TASK REQUIREMENTS = Reproduce the passage of the McHanville zoning article starting at "Blaine County leaders" and ending at "Larry Schoen said.", copying it word for word.

SELECTED TEXT =
================

Friday, September 18, 2009

McHanville plan one step closer

Commissioners express favor for granting exemption to hospital

Express Staff Writer

Blaine County leaders are working on a master plan for the McHanville area south of Ketchum. Photo by Mountain Express

Blaine County is on the verge of completing a community housing ordinance for the McHanville and south gateway areas, County Commission Chairman Larry Schoen said.

At a special meeting on Thursday, the commission worked through a number of issues regarding the future zoning of the 90-acre area of partially developed land south of Ketchum, including how the requirements could impact St. Luke's Wood River Medical Center.

The creation of affordable community housing has been a major part of a master plan for the crescent-shaped wedge of land between the hospital and state Highway 75. McHanville also includes the large undeveloped bench west of the hospital in the lower Cold Springs drainage and lands south of the highway traffic signal by the hospital.

Today, the area is a hodgepodge of residential, commercial and light-industrial development, both new and old, as well as large areas of undeveloped ground. Because most of it is zoned residential, many of the existing commercial uses are considered non-conforming. One of the primary ideas guiding the planning process has been to make those uses conforming.

Under the plan being considered, the area would be broken into different zones, some allowing commercial and residential uses, others just residential and some allowing residential and light industrial.

A community housing ordinance would provide incentives, allowing up to 15 units per acre with the stipulation that 15 to 20 percent of the units be restricted as affordable community housing, either for rent or sale. Current zoning allows developers to exceed allowed density—one unit per acre in most of the area—to 10 units with the inclusion of community housing.

Adams said between 600 and 800 housing units are projected for the area, with about 100 dedicated for community housing.

One of the main issues that has cropped up over the process of crafting the ordinance is whether future hospital development would be subject to the same housing requirements as other new developments in the area.

Noting that the hospital provides an important community service, the commissioners indicated they would favor exempting hospital expansion from a housing requirement. County Attorney Tim Graves said the exemption would only apply for expansions directly related to hospital operation, not ancillary operations such as a restaurant.

The commissioners said they would be more comfortable with an exemption for specific uses, rather than creating a special hospital sub-district within the McHanville area. Blaine County Regional Planner Jeff Adams said creating such a zone could lead to a court battle as it could be deemed illegal spot zoning.

The county will continue its public hearing on McHanville zoning at a meeting on Tuesday, Sept. 29.

================

SOURCE INFORMATION =
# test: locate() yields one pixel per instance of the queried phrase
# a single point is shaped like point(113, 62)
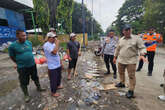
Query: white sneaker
point(162, 97)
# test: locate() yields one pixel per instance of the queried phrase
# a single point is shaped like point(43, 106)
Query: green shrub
point(35, 41)
point(63, 45)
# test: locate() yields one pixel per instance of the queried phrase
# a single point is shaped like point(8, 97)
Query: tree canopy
point(141, 14)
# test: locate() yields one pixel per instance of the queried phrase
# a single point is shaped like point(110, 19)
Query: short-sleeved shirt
point(73, 47)
point(53, 60)
point(22, 53)
point(109, 47)
point(128, 48)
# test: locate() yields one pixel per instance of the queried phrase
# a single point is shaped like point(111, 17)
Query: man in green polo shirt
point(20, 52)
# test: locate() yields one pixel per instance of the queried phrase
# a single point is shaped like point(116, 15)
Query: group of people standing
point(127, 50)
point(21, 54)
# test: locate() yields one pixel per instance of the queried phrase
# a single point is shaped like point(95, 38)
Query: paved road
point(148, 88)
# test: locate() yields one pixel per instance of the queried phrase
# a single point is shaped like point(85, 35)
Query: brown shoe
point(55, 94)
point(60, 87)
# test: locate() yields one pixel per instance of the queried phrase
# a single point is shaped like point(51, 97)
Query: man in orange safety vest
point(151, 39)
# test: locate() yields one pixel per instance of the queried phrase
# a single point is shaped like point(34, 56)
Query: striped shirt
point(109, 45)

================

EXERCISE OUTPUT =
Blaine County leaders are working on a master plan for the McHanville area south of Ketchum. Photo by Mountain Express

Blaine County is on the verge of completing a community housing ordinance for the McHanville and south gateway areas, County Commission Chairman Larry Schoen said.